--- START ---

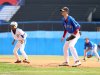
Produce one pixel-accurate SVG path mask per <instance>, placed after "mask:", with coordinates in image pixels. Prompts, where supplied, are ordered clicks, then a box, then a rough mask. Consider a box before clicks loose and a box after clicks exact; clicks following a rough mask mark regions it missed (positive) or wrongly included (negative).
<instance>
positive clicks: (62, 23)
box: [62, 18, 66, 30]
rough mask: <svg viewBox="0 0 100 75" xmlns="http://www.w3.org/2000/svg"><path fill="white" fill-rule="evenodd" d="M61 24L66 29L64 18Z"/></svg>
mask: <svg viewBox="0 0 100 75" xmlns="http://www.w3.org/2000/svg"><path fill="white" fill-rule="evenodd" d="M62 24H63V27H64V29H65V30H66V28H65V26H66V22H65V20H64V18H62Z"/></svg>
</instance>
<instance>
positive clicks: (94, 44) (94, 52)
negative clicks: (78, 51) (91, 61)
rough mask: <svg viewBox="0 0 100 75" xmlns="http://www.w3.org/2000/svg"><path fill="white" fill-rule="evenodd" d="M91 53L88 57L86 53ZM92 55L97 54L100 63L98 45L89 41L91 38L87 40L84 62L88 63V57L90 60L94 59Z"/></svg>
mask: <svg viewBox="0 0 100 75" xmlns="http://www.w3.org/2000/svg"><path fill="white" fill-rule="evenodd" d="M89 51H91V54H90V55H88V56H87V55H86V53H87V52H89ZM92 53H95V55H96V57H97V59H98V61H99V60H100V57H99V54H98V52H97V45H96V44H95V43H93V42H91V41H90V40H89V38H86V39H85V44H84V59H83V60H84V61H86V56H87V57H88V58H90V57H92Z"/></svg>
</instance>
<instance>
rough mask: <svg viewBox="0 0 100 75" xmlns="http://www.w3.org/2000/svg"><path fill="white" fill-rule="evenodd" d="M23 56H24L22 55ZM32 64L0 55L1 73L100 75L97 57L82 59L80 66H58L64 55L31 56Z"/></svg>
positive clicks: (62, 61) (98, 64)
mask: <svg viewBox="0 0 100 75" xmlns="http://www.w3.org/2000/svg"><path fill="white" fill-rule="evenodd" d="M21 58H22V57H21ZM29 60H30V62H31V63H30V64H26V63H21V64H15V63H14V61H15V58H14V56H12V55H2V56H0V75H67V74H70V75H75V74H76V75H100V62H97V59H96V58H95V57H92V58H90V59H87V61H86V62H83V61H82V57H80V60H81V61H82V65H81V66H79V67H71V65H72V64H73V59H72V57H70V62H71V63H70V66H69V67H60V66H58V65H59V64H61V63H62V62H63V56H29Z"/></svg>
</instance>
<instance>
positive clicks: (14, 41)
mask: <svg viewBox="0 0 100 75" xmlns="http://www.w3.org/2000/svg"><path fill="white" fill-rule="evenodd" d="M10 26H11V33H12V36H13V38H14V40H13V42H12V45H13V44H14V42H15V41H17V43H16V45H15V48H14V50H13V52H14V56H15V57H16V59H17V61H16V62H15V63H21V60H20V57H19V55H18V53H17V51H18V50H19V49H20V52H21V53H22V55H23V57H24V60H23V62H24V63H30V62H29V61H28V56H27V55H26V53H25V51H24V48H25V44H26V37H27V34H26V33H25V32H24V31H23V30H22V29H19V28H17V27H18V23H17V22H14V21H13V22H11V24H10Z"/></svg>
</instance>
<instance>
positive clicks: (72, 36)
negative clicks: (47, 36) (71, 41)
mask: <svg viewBox="0 0 100 75" xmlns="http://www.w3.org/2000/svg"><path fill="white" fill-rule="evenodd" d="M74 38H75V36H74V35H71V36H69V37H68V38H67V39H66V41H70V40H73V39H74Z"/></svg>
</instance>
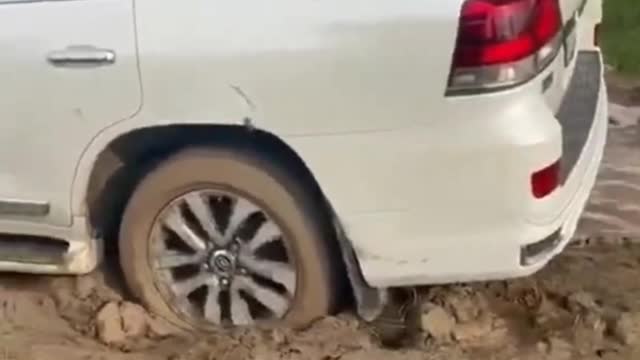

--- END ---

If pictures appear in the data, do not print them; repeat the rest exactly.

The completed task:
Produce one pixel-accurate SVG path mask per <instance>, placed after "mask:", with coordinates in image pixels. Prompts, where supplied, are ordered clicks, then a box, then a rough mask. Consider a box before clicks loose and a box after clicks exact; clicks following a rough mask mark regions it missed (positive) or wrongly included (negative).
<instance>
positive clicks: (62, 23)
box: [62, 18, 66, 30]
rough mask: <svg viewBox="0 0 100 75" xmlns="http://www.w3.org/2000/svg"><path fill="white" fill-rule="evenodd" d="M61 24L66 29L64 18Z"/></svg>
mask: <svg viewBox="0 0 100 75" xmlns="http://www.w3.org/2000/svg"><path fill="white" fill-rule="evenodd" d="M62 24H63V27H64V29H65V30H66V28H65V26H66V22H65V20H64V18H62Z"/></svg>
</instance>
<instance>
positive clicks: (94, 44) (94, 52)
negative clicks: (78, 51) (91, 61)
rough mask: <svg viewBox="0 0 100 75" xmlns="http://www.w3.org/2000/svg"><path fill="white" fill-rule="evenodd" d="M91 53L88 57L86 53ZM92 55L97 54L100 63L98 45L89 41L91 38L87 40L84 62L88 63V57L90 60L94 59Z"/></svg>
mask: <svg viewBox="0 0 100 75" xmlns="http://www.w3.org/2000/svg"><path fill="white" fill-rule="evenodd" d="M89 51H91V54H90V55H88V56H87V55H86V53H87V52H89ZM92 53H95V55H96V57H97V59H98V61H99V60H100V57H99V54H98V52H97V45H96V44H95V43H93V42H91V41H90V40H89V38H86V39H85V44H84V59H83V60H84V61H86V56H87V57H88V58H90V57H92Z"/></svg>
</instance>
<instance>
rough mask: <svg viewBox="0 0 100 75" xmlns="http://www.w3.org/2000/svg"><path fill="white" fill-rule="evenodd" d="M23 56H24L22 55ZM32 64L0 55L1 73L100 75L97 57L82 59L80 66H58L64 55L31 56Z"/></svg>
positive clicks: (62, 61) (98, 64)
mask: <svg viewBox="0 0 100 75" xmlns="http://www.w3.org/2000/svg"><path fill="white" fill-rule="evenodd" d="M21 58H22V57H21ZM29 60H30V62H31V63H30V64H26V63H21V64H15V63H14V61H15V58H14V56H12V55H2V56H0V75H67V74H70V75H75V74H76V75H100V62H97V59H96V58H95V57H92V58H90V59H87V61H86V62H83V61H82V57H80V60H81V61H82V65H81V66H79V67H71V65H72V64H73V59H72V57H70V62H71V63H70V66H69V67H60V66H58V65H59V64H61V63H62V62H63V56H29Z"/></svg>
</instance>
<instance>
positive clicks: (14, 41)
mask: <svg viewBox="0 0 100 75" xmlns="http://www.w3.org/2000/svg"><path fill="white" fill-rule="evenodd" d="M10 26H11V33H12V36H13V38H14V40H13V42H12V45H13V44H14V42H15V41H17V43H16V45H15V48H14V50H13V52H14V56H15V57H16V59H17V61H16V62H15V63H21V60H20V57H19V55H18V53H17V51H18V50H19V49H20V52H21V53H22V55H23V57H24V60H23V62H24V63H30V62H29V61H28V56H27V55H26V53H25V51H24V48H25V44H26V37H27V34H26V33H25V32H24V31H23V30H22V29H19V28H17V27H18V23H17V22H14V21H13V22H11V24H10Z"/></svg>
</instance>
<instance>
positive clicks: (72, 36)
negative clicks: (47, 36) (71, 41)
mask: <svg viewBox="0 0 100 75" xmlns="http://www.w3.org/2000/svg"><path fill="white" fill-rule="evenodd" d="M74 38H75V36H74V35H71V36H69V37H68V38H67V39H66V41H70V40H73V39H74Z"/></svg>
</instance>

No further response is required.